ENUNCIADO:
Responde según el fragmento sobre Giner de los Ríos y la educación:
1. ¿En qué año escribió Giner las palabras que se citan?
2. ¿A qué oráculo se compara el instinto que guía a los hombres «medio instruidos»?
3. ¿Con qué tres adjetivos calificaba Giner la práctica docente española de su tiempo?

FRAGMENTO DE PÁGINA:
En 1879 Francisco Giner de los Ríos, el gran artífice del ideal pedagógico de la Institución Libre de Enseñanza, escribió unas palabras sumamente lúcidas sobre los verdaderos fines del sistema educativo: «Los hombres "medio instruidos", pero no "educados", tienen su inteligencia y su corazón punto menos que salvajes ; oscilan al azar, guiados por un oscuro instinto más difícil de interpretar que el oráculo de Delfos; ignoran el arte de formar ideas propias y el de servirse de las ajenas, y la anarquía de su desvariado pensamiento se refleja en la inconstancia de su conducta, que por fáciles modos se envilece en el egoísmo y en el ateísmo práctico». Giner estaba denunciando la excesiva preponderancia del ingrediente intelectual y libresco en la práctica docente española de su tiempo, que él consideraba memorística, pasiva y mecánica, y que a su juicio suponía la desatención al aprendizaje de la vida. Sin entrar ahora en tan interesante diagnóstico, conviene centrar la atención en la dualidad que está en la base de ese razonamiento: la distinción entre «instruir» y «educar», es decir, entre la transmisión de conocimientos y un objetivo de más hondo alcance : la capacitación del educando para vivir "en todas direcciones".

[Entradas del conjunto de datos de anotación]

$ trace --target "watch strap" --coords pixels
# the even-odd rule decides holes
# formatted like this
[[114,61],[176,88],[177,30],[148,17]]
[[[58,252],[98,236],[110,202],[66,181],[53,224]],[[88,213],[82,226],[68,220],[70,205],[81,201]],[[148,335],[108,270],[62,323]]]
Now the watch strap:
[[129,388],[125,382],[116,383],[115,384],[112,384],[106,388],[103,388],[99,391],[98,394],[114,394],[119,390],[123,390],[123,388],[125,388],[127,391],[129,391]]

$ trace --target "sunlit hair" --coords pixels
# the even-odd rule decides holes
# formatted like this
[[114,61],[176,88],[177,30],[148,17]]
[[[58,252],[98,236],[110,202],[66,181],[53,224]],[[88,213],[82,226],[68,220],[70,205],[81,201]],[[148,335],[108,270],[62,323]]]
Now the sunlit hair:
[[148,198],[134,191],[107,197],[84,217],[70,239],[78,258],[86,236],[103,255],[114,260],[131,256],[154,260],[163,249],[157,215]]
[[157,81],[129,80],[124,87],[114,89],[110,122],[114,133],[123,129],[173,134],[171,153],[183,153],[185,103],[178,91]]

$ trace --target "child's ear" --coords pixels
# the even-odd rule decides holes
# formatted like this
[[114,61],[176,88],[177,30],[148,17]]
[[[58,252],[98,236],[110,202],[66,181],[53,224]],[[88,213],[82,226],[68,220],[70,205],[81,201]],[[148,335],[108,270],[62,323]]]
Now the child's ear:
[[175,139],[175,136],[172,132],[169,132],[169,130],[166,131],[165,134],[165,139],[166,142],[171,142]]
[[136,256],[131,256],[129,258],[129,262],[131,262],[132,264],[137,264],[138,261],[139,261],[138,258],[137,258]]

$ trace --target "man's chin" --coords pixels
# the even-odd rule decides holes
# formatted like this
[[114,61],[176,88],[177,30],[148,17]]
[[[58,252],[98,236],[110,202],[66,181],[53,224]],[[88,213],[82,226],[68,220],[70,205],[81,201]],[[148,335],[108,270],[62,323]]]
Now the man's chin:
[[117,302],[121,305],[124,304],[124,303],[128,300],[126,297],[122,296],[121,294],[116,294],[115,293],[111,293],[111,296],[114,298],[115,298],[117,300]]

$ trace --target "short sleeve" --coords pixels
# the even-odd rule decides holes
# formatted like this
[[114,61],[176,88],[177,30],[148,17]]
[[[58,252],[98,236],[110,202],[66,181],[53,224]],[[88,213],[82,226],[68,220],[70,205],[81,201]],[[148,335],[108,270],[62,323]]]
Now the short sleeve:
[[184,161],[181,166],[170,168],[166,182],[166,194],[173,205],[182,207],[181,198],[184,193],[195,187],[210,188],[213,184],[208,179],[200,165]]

SOLUCIÓN:
1. En 1879.
2. Al oráculo de Delfos.
3. Memorística, pasiva y mecánica.